_THE PROBLEM_:
List every line of the items below that contains the word "marker".

_EXCERPTED DATA_:
Begin

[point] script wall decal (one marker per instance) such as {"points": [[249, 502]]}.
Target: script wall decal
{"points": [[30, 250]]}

End
Begin

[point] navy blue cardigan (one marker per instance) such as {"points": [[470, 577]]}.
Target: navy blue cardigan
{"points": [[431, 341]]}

End

_TASK SOLUTION_:
[point] script wall decal (one marker per instance) such as {"points": [[249, 502]]}.
[point] navy blue cardigan (one marker per instance) such as {"points": [[470, 577]]}.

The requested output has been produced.